- _Exercise directions_: Which model name does the minimal example in the issue report load?
*** Source document
Problem running petals on virtual CPU #421

Open tijszwinkels opened 11 months ago

tijszwinkels commented 11 months ago

I ran into this when trying to run: https://github.com/petals-infra/chat.petals.dev

$ flask  run --host=0.0.0.0 --port=5000
Floating point exception (core dumped)

But I believe this is an issue with the petals library itself. The following minimal example crashes as well:

from transformers import AutoTokenizer
from petals import AutoDistributedModelForCausalLM
import torch

model_name = "enoch/llama-65b-hf"

tokenizer = AutoTokenizer.from_pretrained(model_name)
model = AutoDistributedModelForCausalLM.from_pretrained(model_name, torch_dtype=torch.float32)

running it:

$ python test.py
You are using the legacy behaviour of the <class 'transformers.models.llama.tokenization_llama.LlamaTokenizer'>. This means that tokens that come after special tokens will not be properly handled. We recommend you to read the related pull request available at https://github.com/huggingface/transformers/pull/24565
Jul 27 07:53:55.842 [INFO] Make sure you follow the LLaMA's terms of use: https://bit.ly/llama2-license for LLaMA 2, https://bit.ly/llama-license for LLaMA 1
Jul 27 07:53:55.842 [INFO] Using DHT prefix: llama-65b-hf
Floating point exception (core dumped)

It crashes on the last line. Please note it also crashes without the torch_dtype specification.

These are the capabilities of the virtualized CPU I'm running on:

processor       : 0
vendor_id       : GenuineIntel
cpu family      : 6
model           : 61
model name      : Intel Core Processor (Broadwell, IBRS)
******
*** Recorded data
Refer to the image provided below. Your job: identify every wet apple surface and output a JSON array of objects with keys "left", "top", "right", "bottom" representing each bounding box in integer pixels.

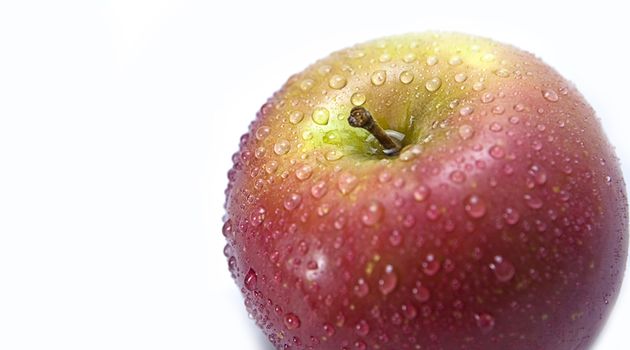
[{"left": 223, "top": 33, "right": 628, "bottom": 350}]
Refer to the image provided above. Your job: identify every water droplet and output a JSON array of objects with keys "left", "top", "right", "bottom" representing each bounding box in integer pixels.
[
  {"left": 422, "top": 254, "right": 442, "bottom": 276},
  {"left": 457, "top": 124, "right": 475, "bottom": 140},
  {"left": 243, "top": 269, "right": 258, "bottom": 291},
  {"left": 528, "top": 164, "right": 547, "bottom": 185},
  {"left": 542, "top": 89, "right": 560, "bottom": 102},
  {"left": 249, "top": 207, "right": 265, "bottom": 227},
  {"left": 361, "top": 200, "right": 383, "bottom": 226},
  {"left": 459, "top": 106, "right": 475, "bottom": 117},
  {"left": 378, "top": 52, "right": 392, "bottom": 63},
  {"left": 488, "top": 145, "right": 505, "bottom": 159},
  {"left": 311, "top": 181, "right": 328, "bottom": 199},
  {"left": 413, "top": 185, "right": 431, "bottom": 202},
  {"left": 399, "top": 70, "right": 413, "bottom": 84},
  {"left": 427, "top": 56, "right": 438, "bottom": 66},
  {"left": 411, "top": 282, "right": 431, "bottom": 303},
  {"left": 503, "top": 207, "right": 521, "bottom": 225},
  {"left": 256, "top": 126, "right": 271, "bottom": 141},
  {"left": 295, "top": 164, "right": 313, "bottom": 181},
  {"left": 273, "top": 140, "right": 291, "bottom": 156},
  {"left": 403, "top": 52, "right": 416, "bottom": 63},
  {"left": 494, "top": 68, "right": 510, "bottom": 78},
  {"left": 473, "top": 81, "right": 486, "bottom": 91},
  {"left": 354, "top": 320, "right": 370, "bottom": 337},
  {"left": 475, "top": 314, "right": 495, "bottom": 334},
  {"left": 455, "top": 73, "right": 468, "bottom": 83},
  {"left": 490, "top": 255, "right": 516, "bottom": 282},
  {"left": 370, "top": 70, "right": 387, "bottom": 86},
  {"left": 354, "top": 278, "right": 370, "bottom": 298},
  {"left": 481, "top": 92, "right": 494, "bottom": 103},
  {"left": 481, "top": 53, "right": 496, "bottom": 62},
  {"left": 323, "top": 323, "right": 335, "bottom": 337},
  {"left": 523, "top": 194, "right": 543, "bottom": 209},
  {"left": 464, "top": 194, "right": 486, "bottom": 219},
  {"left": 284, "top": 313, "right": 300, "bottom": 330},
  {"left": 449, "top": 170, "right": 466, "bottom": 183},
  {"left": 337, "top": 173, "right": 359, "bottom": 194},
  {"left": 350, "top": 92, "right": 367, "bottom": 106},
  {"left": 389, "top": 230, "right": 402, "bottom": 247},
  {"left": 325, "top": 149, "right": 343, "bottom": 161},
  {"left": 328, "top": 74, "right": 348, "bottom": 90},
  {"left": 289, "top": 111, "right": 304, "bottom": 124},
  {"left": 448, "top": 56, "right": 463, "bottom": 66},
  {"left": 300, "top": 79, "right": 315, "bottom": 91},
  {"left": 401, "top": 303, "right": 418, "bottom": 320},
  {"left": 378, "top": 265, "right": 398, "bottom": 295},
  {"left": 284, "top": 193, "right": 302, "bottom": 210},
  {"left": 424, "top": 77, "right": 442, "bottom": 92},
  {"left": 311, "top": 107, "right": 330, "bottom": 125}
]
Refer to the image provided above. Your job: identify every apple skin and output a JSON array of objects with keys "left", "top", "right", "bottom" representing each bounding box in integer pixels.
[{"left": 223, "top": 33, "right": 628, "bottom": 350}]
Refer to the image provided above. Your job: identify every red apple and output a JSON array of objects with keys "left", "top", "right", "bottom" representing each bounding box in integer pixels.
[{"left": 223, "top": 34, "right": 628, "bottom": 350}]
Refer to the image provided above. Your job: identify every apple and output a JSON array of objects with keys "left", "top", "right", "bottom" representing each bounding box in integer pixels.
[{"left": 223, "top": 33, "right": 628, "bottom": 350}]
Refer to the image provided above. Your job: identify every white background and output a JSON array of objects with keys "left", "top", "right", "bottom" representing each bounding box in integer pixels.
[{"left": 0, "top": 0, "right": 630, "bottom": 350}]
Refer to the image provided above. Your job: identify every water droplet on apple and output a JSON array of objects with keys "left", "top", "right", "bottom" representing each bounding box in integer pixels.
[
  {"left": 284, "top": 313, "right": 300, "bottom": 330},
  {"left": 311, "top": 107, "right": 330, "bottom": 125},
  {"left": 256, "top": 126, "right": 271, "bottom": 141},
  {"left": 464, "top": 194, "right": 486, "bottom": 219},
  {"left": 529, "top": 164, "right": 547, "bottom": 185},
  {"left": 311, "top": 181, "right": 328, "bottom": 199},
  {"left": 490, "top": 255, "right": 516, "bottom": 282},
  {"left": 378, "top": 265, "right": 398, "bottom": 295},
  {"left": 249, "top": 207, "right": 265, "bottom": 227},
  {"left": 459, "top": 106, "right": 475, "bottom": 117},
  {"left": 473, "top": 81, "right": 486, "bottom": 91},
  {"left": 399, "top": 70, "right": 413, "bottom": 84},
  {"left": 542, "top": 89, "right": 560, "bottom": 102},
  {"left": 523, "top": 194, "right": 543, "bottom": 209},
  {"left": 401, "top": 303, "right": 418, "bottom": 320},
  {"left": 503, "top": 207, "right": 521, "bottom": 225},
  {"left": 350, "top": 92, "right": 367, "bottom": 106},
  {"left": 284, "top": 193, "right": 302, "bottom": 210},
  {"left": 422, "top": 254, "right": 441, "bottom": 276},
  {"left": 455, "top": 73, "right": 468, "bottom": 83},
  {"left": 424, "top": 77, "right": 442, "bottom": 92},
  {"left": 403, "top": 52, "right": 416, "bottom": 63},
  {"left": 389, "top": 230, "right": 403, "bottom": 247},
  {"left": 411, "top": 281, "right": 431, "bottom": 303},
  {"left": 243, "top": 269, "right": 258, "bottom": 291},
  {"left": 295, "top": 164, "right": 313, "bottom": 181},
  {"left": 300, "top": 79, "right": 315, "bottom": 91},
  {"left": 328, "top": 74, "right": 348, "bottom": 90},
  {"left": 323, "top": 323, "right": 335, "bottom": 337},
  {"left": 457, "top": 124, "right": 475, "bottom": 140},
  {"left": 494, "top": 68, "right": 510, "bottom": 78},
  {"left": 449, "top": 170, "right": 466, "bottom": 183},
  {"left": 448, "top": 56, "right": 463, "bottom": 66},
  {"left": 361, "top": 200, "right": 383, "bottom": 226},
  {"left": 475, "top": 313, "right": 495, "bottom": 334},
  {"left": 289, "top": 111, "right": 304, "bottom": 124},
  {"left": 481, "top": 92, "right": 494, "bottom": 103},
  {"left": 273, "top": 140, "right": 291, "bottom": 156},
  {"left": 325, "top": 149, "right": 343, "bottom": 161},
  {"left": 370, "top": 70, "right": 387, "bottom": 86},
  {"left": 337, "top": 173, "right": 359, "bottom": 194},
  {"left": 413, "top": 185, "right": 431, "bottom": 202},
  {"left": 488, "top": 145, "right": 505, "bottom": 159},
  {"left": 354, "top": 278, "right": 370, "bottom": 298},
  {"left": 354, "top": 320, "right": 370, "bottom": 337}
]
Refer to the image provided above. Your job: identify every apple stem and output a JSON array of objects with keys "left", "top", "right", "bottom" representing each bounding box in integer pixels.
[{"left": 348, "top": 107, "right": 401, "bottom": 155}]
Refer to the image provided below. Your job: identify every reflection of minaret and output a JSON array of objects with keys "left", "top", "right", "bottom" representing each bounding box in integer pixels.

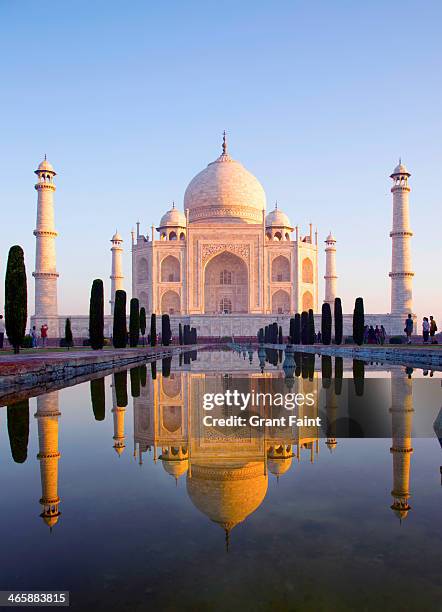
[
  {"left": 112, "top": 378, "right": 126, "bottom": 455},
  {"left": 325, "top": 384, "right": 338, "bottom": 453},
  {"left": 324, "top": 232, "right": 338, "bottom": 306},
  {"left": 390, "top": 370, "right": 413, "bottom": 520},
  {"left": 35, "top": 391, "right": 60, "bottom": 529},
  {"left": 110, "top": 232, "right": 124, "bottom": 314}
]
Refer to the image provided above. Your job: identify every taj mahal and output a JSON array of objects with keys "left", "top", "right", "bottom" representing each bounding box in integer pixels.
[{"left": 32, "top": 132, "right": 413, "bottom": 338}]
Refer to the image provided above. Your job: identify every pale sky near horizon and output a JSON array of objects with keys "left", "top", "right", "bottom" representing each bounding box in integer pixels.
[{"left": 0, "top": 0, "right": 442, "bottom": 320}]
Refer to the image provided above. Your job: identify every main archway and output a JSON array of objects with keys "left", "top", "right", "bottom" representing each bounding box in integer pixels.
[{"left": 204, "top": 251, "right": 249, "bottom": 314}]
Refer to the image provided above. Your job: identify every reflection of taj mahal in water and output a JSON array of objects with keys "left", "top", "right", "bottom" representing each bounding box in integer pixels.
[{"left": 32, "top": 353, "right": 413, "bottom": 535}]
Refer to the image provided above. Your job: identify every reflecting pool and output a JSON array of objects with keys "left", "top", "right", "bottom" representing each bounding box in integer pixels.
[{"left": 0, "top": 350, "right": 442, "bottom": 611}]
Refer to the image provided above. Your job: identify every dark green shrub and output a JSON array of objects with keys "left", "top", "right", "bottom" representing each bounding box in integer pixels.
[
  {"left": 308, "top": 308, "right": 316, "bottom": 344},
  {"left": 161, "top": 314, "right": 172, "bottom": 346},
  {"left": 129, "top": 298, "right": 140, "bottom": 348},
  {"left": 6, "top": 400, "right": 29, "bottom": 463},
  {"left": 113, "top": 289, "right": 127, "bottom": 348},
  {"left": 321, "top": 302, "right": 332, "bottom": 345},
  {"left": 353, "top": 298, "right": 365, "bottom": 346},
  {"left": 334, "top": 298, "right": 344, "bottom": 344},
  {"left": 301, "top": 310, "right": 309, "bottom": 344},
  {"left": 90, "top": 377, "right": 106, "bottom": 421},
  {"left": 129, "top": 366, "right": 141, "bottom": 397},
  {"left": 5, "top": 245, "right": 28, "bottom": 353},
  {"left": 114, "top": 370, "right": 128, "bottom": 408},
  {"left": 150, "top": 313, "right": 157, "bottom": 346},
  {"left": 89, "top": 278, "right": 104, "bottom": 351},
  {"left": 388, "top": 336, "right": 407, "bottom": 344},
  {"left": 293, "top": 312, "right": 301, "bottom": 344},
  {"left": 64, "top": 318, "right": 74, "bottom": 349}
]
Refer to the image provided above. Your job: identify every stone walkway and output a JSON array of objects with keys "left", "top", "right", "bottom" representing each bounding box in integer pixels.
[
  {"left": 264, "top": 344, "right": 442, "bottom": 370},
  {"left": 0, "top": 345, "right": 195, "bottom": 389}
]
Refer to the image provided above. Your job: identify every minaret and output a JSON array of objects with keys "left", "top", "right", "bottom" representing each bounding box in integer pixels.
[
  {"left": 390, "top": 159, "right": 414, "bottom": 315},
  {"left": 35, "top": 391, "right": 60, "bottom": 529},
  {"left": 324, "top": 232, "right": 338, "bottom": 307},
  {"left": 32, "top": 155, "right": 59, "bottom": 337},
  {"left": 390, "top": 369, "right": 413, "bottom": 520},
  {"left": 109, "top": 232, "right": 124, "bottom": 314},
  {"left": 112, "top": 376, "right": 126, "bottom": 455}
]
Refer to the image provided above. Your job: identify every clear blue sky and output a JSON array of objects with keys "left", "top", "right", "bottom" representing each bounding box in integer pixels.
[{"left": 0, "top": 0, "right": 442, "bottom": 327}]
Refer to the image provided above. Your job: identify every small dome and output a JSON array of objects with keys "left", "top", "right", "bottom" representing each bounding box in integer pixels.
[
  {"left": 187, "top": 460, "right": 268, "bottom": 530},
  {"left": 37, "top": 157, "right": 55, "bottom": 174},
  {"left": 266, "top": 206, "right": 293, "bottom": 229},
  {"left": 162, "top": 459, "right": 189, "bottom": 480},
  {"left": 390, "top": 160, "right": 410, "bottom": 177},
  {"left": 184, "top": 140, "right": 266, "bottom": 223},
  {"left": 40, "top": 512, "right": 60, "bottom": 529},
  {"left": 267, "top": 457, "right": 292, "bottom": 476},
  {"left": 159, "top": 205, "right": 186, "bottom": 227}
]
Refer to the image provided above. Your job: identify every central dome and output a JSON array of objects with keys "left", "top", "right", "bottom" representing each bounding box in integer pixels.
[{"left": 184, "top": 141, "right": 266, "bottom": 223}]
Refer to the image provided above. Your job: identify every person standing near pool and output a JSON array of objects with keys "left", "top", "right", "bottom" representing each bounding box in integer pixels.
[
  {"left": 404, "top": 314, "right": 413, "bottom": 344},
  {"left": 0, "top": 315, "right": 5, "bottom": 349},
  {"left": 40, "top": 323, "right": 48, "bottom": 347}
]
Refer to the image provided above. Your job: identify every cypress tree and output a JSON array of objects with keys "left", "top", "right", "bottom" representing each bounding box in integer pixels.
[
  {"left": 140, "top": 363, "right": 147, "bottom": 387},
  {"left": 184, "top": 324, "right": 190, "bottom": 345},
  {"left": 64, "top": 318, "right": 74, "bottom": 349},
  {"left": 150, "top": 313, "right": 157, "bottom": 346},
  {"left": 161, "top": 314, "right": 172, "bottom": 346},
  {"left": 90, "top": 377, "right": 106, "bottom": 421},
  {"left": 161, "top": 357, "right": 172, "bottom": 378},
  {"left": 335, "top": 357, "right": 344, "bottom": 395},
  {"left": 129, "top": 298, "right": 140, "bottom": 348},
  {"left": 321, "top": 302, "right": 332, "bottom": 344},
  {"left": 289, "top": 317, "right": 295, "bottom": 344},
  {"left": 334, "top": 298, "right": 344, "bottom": 344},
  {"left": 308, "top": 308, "right": 315, "bottom": 344},
  {"left": 321, "top": 355, "right": 332, "bottom": 389},
  {"left": 112, "top": 289, "right": 127, "bottom": 348},
  {"left": 272, "top": 321, "right": 278, "bottom": 344},
  {"left": 6, "top": 400, "right": 29, "bottom": 463},
  {"left": 264, "top": 325, "right": 269, "bottom": 344},
  {"left": 140, "top": 306, "right": 147, "bottom": 346},
  {"left": 114, "top": 370, "right": 128, "bottom": 408},
  {"left": 89, "top": 278, "right": 104, "bottom": 351},
  {"left": 129, "top": 366, "right": 141, "bottom": 397},
  {"left": 353, "top": 359, "right": 365, "bottom": 397},
  {"left": 301, "top": 310, "right": 308, "bottom": 344},
  {"left": 353, "top": 298, "right": 365, "bottom": 346},
  {"left": 293, "top": 312, "right": 301, "bottom": 344},
  {"left": 295, "top": 352, "right": 302, "bottom": 378},
  {"left": 5, "top": 245, "right": 28, "bottom": 353}
]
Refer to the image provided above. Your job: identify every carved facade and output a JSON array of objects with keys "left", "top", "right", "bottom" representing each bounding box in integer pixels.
[{"left": 132, "top": 142, "right": 318, "bottom": 315}]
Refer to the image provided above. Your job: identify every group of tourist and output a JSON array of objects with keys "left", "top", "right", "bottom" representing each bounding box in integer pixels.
[
  {"left": 404, "top": 314, "right": 437, "bottom": 344},
  {"left": 29, "top": 323, "right": 48, "bottom": 348},
  {"left": 364, "top": 325, "right": 387, "bottom": 344},
  {"left": 422, "top": 316, "right": 437, "bottom": 344}
]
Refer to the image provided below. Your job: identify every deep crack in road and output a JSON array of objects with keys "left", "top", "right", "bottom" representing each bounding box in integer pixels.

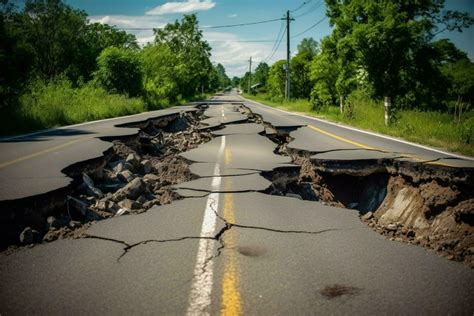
******
- _The response_: enoch/llama-65b-hf